───── TESTO MOSTRATO

Lungi dall’essere semplicemente una situazione che scade nel ridicolo, accezione questa maggiormente legata alla contemporaneità, la farsa comica è una ben definita forma del teatro musicale, un genere assai diffuso fra l’ultimo decennio del ‘700 e i primi due dell’800 e a cui anche La scala di seta di Gioachino Rossini appartiene.

Caratteristiche precipue del genere sono la brevità, la presenza di pochi e specifici personaggi, l’assenza del coro, ed un argomento comico o semiserio, pur con brevi inserzioni di tono sentimentale. Inoltre, ai tempi di Rossini, la forma della farsa comica (o giocosa) era talmente diffusa e peculiare che ad esempio a Venezia aveva un teatro ad essa dedicato: il Teatro San Moisè, la cui programmazione era maggiormente rivolta ad un pubblico popolare e per il quale lo stesso Rossini compose ben cinque farse, che furono per l’allora giovane compositore pesarese propedeutiche per lo sviluppo del suo stile più maturo.

Le farse rossiniane, infatti, possono essere tutte ricondotte ad una sorta di schema, che le fa somigliare ad un’opera in miniatura: attraverso questi cinque atti unici Rossini iniziò a codificare una forma specifica, quella dell’opera buffa, che si sedimenterà e sarà di riferimento anche per i compositori a lui successivi. Analizzandole nel dettaglio, le farse giocose composte da Rossini tra il 1810 e il 1813 contengono quindi in nuce la forma dell’opera buffa, con la vicenda suddivisa in un due grandi “arcate” drammaturgiche, al cui centro si inserisce una sorta di proto “finale primo”, un brano d’assieme (quartetto o quintetto) che conclude la prima parte della narrazione, durante la quale il complesso nodo di avvenimenti si è sempre più avviluppato per essere poi progressivamente sciolto nella seconda sezione che si conclude con il lieto fine. In tal senso, la scelta registica del presente allestimento di inserire l’intervallo in quello che sarebbe un atto unico diviene assai ragionevole e giustificata dallo stesso andamento della vicenda, per l’appunto suddivisa in due macro momenti drammaturgici.

──────────
───── DATI FORNITI

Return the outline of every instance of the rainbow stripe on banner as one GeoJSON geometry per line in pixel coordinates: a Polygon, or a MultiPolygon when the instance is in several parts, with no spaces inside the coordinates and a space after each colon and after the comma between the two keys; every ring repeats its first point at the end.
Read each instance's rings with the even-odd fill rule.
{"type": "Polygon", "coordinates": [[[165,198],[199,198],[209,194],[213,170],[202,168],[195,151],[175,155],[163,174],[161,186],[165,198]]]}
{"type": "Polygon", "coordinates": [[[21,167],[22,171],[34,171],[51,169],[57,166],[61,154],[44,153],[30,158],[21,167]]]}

──────────

Stabilisci se ciascuna affermazione concorda con il testo sulla farsa comica. Rispondi sì o no e cita alla lettera le parole del testo che lo decidono.
(a) La farsa comica prevede la presenza del coro.
(b) Per il Teatro San Moisè Rossini compose cinque farse.
(c) Le farse giocose di Rossini risalgono agli anni tra il 1810 e il 1813.
L'elenco qui non ha alcun ruolo.

## RISPOSTA FINALE
(a) No: «l’assenza del coro».
(b) Sì: «per il quale lo stesso Rossini compose ben cinque farse».
(c) Sì: «le farse giocose composte da Rossini tra il 1810 e il 1813».